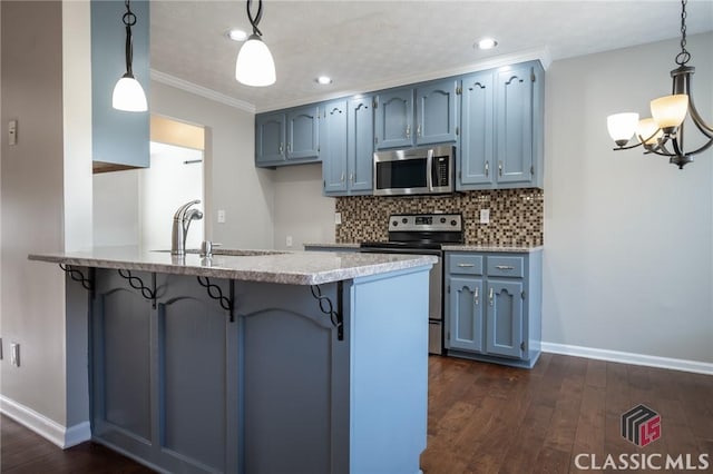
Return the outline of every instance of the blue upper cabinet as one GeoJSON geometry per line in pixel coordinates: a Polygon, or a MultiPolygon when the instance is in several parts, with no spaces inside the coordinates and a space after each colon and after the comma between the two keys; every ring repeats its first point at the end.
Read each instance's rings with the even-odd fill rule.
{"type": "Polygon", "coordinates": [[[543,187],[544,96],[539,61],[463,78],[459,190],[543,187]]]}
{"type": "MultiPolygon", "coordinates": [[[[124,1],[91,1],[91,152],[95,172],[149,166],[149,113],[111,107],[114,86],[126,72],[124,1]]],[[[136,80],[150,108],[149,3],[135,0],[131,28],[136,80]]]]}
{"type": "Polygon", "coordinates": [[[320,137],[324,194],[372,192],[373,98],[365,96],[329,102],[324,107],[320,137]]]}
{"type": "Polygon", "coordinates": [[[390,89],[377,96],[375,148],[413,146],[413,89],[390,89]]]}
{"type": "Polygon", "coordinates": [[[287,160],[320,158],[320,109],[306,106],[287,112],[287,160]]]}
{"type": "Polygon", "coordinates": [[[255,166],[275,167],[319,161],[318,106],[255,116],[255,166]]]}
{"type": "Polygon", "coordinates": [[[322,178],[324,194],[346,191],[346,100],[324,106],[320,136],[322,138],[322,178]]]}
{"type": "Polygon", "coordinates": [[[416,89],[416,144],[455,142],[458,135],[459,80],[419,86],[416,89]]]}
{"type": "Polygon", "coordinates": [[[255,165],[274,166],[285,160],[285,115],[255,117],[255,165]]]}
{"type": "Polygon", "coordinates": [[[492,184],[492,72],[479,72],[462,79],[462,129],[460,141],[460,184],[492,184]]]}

---+---

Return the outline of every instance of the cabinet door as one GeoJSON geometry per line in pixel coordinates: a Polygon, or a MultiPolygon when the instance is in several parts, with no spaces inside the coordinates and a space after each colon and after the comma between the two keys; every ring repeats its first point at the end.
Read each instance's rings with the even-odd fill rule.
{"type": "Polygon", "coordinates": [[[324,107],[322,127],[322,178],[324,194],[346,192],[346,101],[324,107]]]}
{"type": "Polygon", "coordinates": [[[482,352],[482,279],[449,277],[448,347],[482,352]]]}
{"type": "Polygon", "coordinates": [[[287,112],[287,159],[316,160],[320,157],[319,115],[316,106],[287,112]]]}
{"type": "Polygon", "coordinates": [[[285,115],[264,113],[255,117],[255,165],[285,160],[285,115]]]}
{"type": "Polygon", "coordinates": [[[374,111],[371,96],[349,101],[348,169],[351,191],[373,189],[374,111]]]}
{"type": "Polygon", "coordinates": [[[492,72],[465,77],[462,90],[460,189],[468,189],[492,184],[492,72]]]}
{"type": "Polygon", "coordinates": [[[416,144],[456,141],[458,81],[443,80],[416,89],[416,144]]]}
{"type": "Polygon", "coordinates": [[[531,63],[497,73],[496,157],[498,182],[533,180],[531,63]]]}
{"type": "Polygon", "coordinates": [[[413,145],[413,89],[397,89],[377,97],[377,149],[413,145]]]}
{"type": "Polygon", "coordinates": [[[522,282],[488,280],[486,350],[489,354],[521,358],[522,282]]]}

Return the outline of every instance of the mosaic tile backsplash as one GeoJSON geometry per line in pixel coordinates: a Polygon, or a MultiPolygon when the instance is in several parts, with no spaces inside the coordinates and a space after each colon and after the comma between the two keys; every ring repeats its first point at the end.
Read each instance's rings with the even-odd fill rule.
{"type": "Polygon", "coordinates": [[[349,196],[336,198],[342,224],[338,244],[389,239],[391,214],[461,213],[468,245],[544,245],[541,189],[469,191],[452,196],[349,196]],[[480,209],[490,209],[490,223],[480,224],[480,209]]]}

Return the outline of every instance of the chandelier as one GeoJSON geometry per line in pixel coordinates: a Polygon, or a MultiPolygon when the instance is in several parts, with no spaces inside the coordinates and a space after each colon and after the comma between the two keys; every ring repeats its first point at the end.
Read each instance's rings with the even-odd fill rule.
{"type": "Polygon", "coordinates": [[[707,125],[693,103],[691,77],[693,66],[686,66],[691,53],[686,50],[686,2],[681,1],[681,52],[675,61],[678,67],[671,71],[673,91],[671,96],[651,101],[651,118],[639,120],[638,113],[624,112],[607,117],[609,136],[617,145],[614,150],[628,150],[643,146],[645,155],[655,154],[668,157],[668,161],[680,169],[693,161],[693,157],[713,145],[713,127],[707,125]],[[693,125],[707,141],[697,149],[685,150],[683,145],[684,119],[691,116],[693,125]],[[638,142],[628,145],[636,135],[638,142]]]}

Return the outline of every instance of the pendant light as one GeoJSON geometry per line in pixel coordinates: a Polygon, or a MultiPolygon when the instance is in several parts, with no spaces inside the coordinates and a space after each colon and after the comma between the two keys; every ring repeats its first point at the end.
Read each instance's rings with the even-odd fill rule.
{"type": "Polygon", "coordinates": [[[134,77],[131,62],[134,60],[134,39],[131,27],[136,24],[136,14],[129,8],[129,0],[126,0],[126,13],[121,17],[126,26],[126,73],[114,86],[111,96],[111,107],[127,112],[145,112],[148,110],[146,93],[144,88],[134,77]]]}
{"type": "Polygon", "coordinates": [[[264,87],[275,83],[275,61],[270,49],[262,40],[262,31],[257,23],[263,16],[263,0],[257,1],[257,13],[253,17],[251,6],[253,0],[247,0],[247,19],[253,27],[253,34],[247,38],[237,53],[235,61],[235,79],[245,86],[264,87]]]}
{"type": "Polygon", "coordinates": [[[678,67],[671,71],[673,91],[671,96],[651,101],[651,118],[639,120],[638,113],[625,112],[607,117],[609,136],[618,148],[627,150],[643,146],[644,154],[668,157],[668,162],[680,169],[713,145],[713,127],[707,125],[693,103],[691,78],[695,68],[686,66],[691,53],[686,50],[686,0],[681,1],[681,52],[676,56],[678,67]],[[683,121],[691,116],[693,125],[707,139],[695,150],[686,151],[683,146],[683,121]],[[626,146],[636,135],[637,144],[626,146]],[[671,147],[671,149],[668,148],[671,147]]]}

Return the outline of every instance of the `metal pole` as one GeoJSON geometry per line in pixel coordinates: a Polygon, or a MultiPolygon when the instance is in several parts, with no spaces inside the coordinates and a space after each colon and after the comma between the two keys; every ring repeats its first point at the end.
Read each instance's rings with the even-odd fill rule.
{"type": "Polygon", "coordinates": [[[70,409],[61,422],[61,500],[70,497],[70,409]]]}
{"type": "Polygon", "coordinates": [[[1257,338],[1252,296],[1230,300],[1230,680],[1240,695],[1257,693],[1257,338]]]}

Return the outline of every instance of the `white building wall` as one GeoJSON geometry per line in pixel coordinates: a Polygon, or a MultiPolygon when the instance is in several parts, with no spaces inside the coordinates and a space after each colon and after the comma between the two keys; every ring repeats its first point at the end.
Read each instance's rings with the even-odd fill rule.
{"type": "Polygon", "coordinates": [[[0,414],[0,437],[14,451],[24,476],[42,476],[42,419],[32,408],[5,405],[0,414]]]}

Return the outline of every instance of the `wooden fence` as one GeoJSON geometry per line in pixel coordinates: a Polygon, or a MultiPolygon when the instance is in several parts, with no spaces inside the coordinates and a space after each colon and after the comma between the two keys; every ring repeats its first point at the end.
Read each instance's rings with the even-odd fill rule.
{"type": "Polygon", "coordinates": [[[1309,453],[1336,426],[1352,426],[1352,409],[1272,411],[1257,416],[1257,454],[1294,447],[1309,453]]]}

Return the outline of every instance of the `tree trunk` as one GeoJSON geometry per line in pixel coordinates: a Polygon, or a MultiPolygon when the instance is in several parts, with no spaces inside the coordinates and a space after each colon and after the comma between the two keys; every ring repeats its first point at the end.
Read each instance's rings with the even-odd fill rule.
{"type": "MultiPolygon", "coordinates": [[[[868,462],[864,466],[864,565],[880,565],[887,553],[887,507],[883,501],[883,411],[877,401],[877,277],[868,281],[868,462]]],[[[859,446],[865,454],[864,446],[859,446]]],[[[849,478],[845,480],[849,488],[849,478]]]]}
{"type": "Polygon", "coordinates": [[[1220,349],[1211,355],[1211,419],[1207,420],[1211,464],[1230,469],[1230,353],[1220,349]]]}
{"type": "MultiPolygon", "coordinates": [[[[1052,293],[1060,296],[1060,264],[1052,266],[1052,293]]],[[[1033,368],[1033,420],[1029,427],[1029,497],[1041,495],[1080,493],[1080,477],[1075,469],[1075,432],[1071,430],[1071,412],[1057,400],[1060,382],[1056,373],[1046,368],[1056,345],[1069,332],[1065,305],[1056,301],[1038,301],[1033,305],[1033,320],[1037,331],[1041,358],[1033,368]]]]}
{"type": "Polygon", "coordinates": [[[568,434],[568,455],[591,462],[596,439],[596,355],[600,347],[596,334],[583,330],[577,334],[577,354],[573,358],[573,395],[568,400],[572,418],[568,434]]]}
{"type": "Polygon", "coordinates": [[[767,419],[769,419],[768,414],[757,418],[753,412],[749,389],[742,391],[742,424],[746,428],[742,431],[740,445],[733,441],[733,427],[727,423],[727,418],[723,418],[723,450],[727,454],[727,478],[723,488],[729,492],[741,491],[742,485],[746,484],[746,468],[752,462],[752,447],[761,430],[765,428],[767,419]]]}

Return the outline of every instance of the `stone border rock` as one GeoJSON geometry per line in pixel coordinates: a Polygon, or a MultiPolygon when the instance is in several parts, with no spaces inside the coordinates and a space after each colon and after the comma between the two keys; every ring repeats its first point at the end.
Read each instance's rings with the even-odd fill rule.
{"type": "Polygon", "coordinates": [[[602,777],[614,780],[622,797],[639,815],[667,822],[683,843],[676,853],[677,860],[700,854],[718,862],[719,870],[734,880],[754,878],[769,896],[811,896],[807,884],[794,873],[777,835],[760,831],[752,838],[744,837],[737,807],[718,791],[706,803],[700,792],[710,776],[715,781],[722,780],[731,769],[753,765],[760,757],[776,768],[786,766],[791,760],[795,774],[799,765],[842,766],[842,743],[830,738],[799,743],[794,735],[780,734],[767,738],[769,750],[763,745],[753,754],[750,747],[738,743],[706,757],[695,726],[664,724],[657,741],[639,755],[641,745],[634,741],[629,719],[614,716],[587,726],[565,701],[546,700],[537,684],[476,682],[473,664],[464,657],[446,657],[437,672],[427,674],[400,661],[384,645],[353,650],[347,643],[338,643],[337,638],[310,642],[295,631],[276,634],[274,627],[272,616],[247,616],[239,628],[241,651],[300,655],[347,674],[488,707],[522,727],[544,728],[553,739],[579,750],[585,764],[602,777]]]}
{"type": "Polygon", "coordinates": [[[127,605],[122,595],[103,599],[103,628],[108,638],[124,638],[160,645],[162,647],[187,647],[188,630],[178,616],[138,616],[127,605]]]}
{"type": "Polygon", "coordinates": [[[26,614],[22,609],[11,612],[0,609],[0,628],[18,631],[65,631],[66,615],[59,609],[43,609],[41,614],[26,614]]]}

---+---

SET EXERCISE - Show each line above that contains the word "cabinet", copied in full. Matches must have the same case.

OUTPUT FOR THIS TASK -
Return the outline of every instance of the blue upper cabinet as one GeoJSON geometry per line in pixel coordinates: a Polygon, or a MultiPolygon when the instance is in several parts, with no spaces inside the coordinates and a space after each colon and after the comma between the two keys; every ring repeats its first point at the end.
Return the outline of every instance of the cabinet door as one GeoJSON geometry per line in pixel coordinates: a Polygon, or a MultiPolygon when the instance is in several parts, with no spaces inside the coordinates and a space after each colon and after the comma between the two keys; every ring repeats its first point at the end.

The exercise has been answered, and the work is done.